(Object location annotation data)
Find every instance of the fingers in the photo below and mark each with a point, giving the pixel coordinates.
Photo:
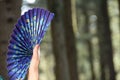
(35, 52)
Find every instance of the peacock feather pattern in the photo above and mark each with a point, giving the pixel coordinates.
(29, 31)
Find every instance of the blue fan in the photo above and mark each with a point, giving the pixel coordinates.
(28, 32)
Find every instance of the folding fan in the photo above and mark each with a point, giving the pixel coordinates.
(28, 32)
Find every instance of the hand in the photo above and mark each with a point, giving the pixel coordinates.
(33, 73)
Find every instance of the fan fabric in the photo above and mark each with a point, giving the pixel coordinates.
(28, 32)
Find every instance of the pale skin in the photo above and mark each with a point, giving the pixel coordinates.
(33, 73)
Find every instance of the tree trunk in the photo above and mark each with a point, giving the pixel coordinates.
(105, 43)
(59, 49)
(10, 10)
(119, 13)
(88, 42)
(70, 40)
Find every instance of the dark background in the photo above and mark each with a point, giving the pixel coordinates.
(82, 43)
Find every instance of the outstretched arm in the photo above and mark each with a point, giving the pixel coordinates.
(33, 73)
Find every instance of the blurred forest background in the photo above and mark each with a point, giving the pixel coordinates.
(83, 42)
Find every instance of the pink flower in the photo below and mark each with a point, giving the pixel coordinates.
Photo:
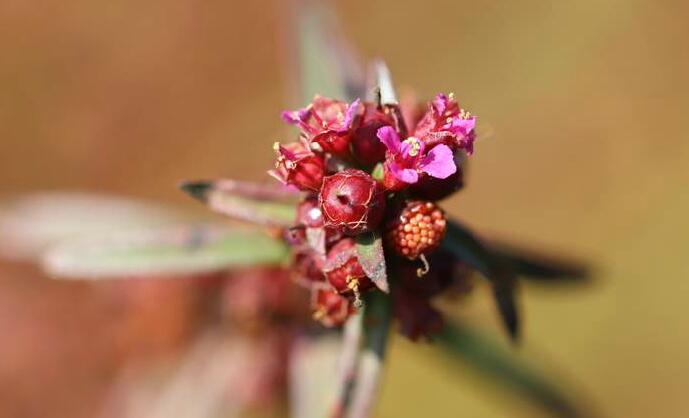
(407, 160)
(445, 122)
(297, 166)
(326, 122)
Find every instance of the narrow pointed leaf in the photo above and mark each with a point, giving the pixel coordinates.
(504, 368)
(348, 363)
(505, 300)
(32, 223)
(328, 65)
(372, 259)
(246, 202)
(312, 361)
(460, 241)
(169, 251)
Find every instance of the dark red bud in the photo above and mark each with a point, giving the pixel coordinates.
(307, 173)
(309, 213)
(352, 202)
(367, 148)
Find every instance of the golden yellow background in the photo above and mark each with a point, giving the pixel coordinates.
(586, 108)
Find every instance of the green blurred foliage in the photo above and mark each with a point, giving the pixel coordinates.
(584, 102)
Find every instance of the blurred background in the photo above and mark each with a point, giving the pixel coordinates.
(587, 155)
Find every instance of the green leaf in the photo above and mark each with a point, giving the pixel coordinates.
(460, 241)
(377, 319)
(169, 251)
(327, 64)
(505, 368)
(32, 223)
(370, 253)
(257, 204)
(540, 267)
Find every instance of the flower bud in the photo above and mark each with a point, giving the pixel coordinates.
(352, 202)
(343, 271)
(298, 166)
(367, 147)
(309, 213)
(327, 122)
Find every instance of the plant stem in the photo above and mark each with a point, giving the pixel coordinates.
(377, 318)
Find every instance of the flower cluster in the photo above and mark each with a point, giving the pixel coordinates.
(366, 170)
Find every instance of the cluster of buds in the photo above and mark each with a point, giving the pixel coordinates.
(364, 168)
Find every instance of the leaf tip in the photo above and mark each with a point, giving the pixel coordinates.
(196, 189)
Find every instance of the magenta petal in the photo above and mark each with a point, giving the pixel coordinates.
(440, 103)
(290, 117)
(439, 162)
(406, 175)
(462, 127)
(389, 137)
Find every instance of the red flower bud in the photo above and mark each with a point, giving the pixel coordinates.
(418, 229)
(297, 166)
(352, 202)
(365, 143)
(309, 214)
(343, 271)
(327, 122)
(329, 308)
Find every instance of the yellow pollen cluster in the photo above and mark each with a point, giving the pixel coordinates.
(415, 145)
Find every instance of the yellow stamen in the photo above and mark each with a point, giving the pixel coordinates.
(353, 285)
(415, 145)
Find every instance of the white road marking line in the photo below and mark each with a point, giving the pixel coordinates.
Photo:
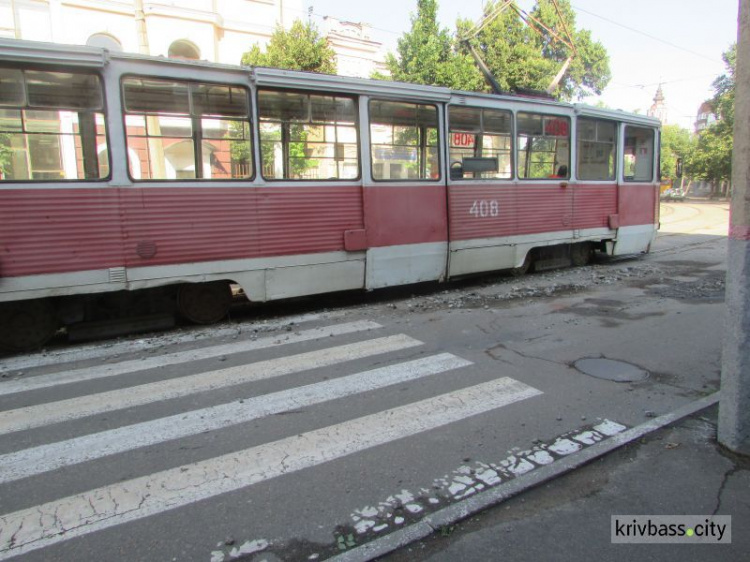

◆ **Aim of the exercise**
Which lines of the records above contain the word "yellow"? Pull out each of them and copy it unchanged.

◆ **Task output**
Find every instance of the golden yellow background in the photo above and mark each with a point, giving the pixel coordinates.
Find every instance of the yellow pollen cluster in the photo above and mark each with a point, giving the pixel coordinates.
Find every instance of the yellow stamen in the photo above and mark each with a point, giving the pixel coordinates.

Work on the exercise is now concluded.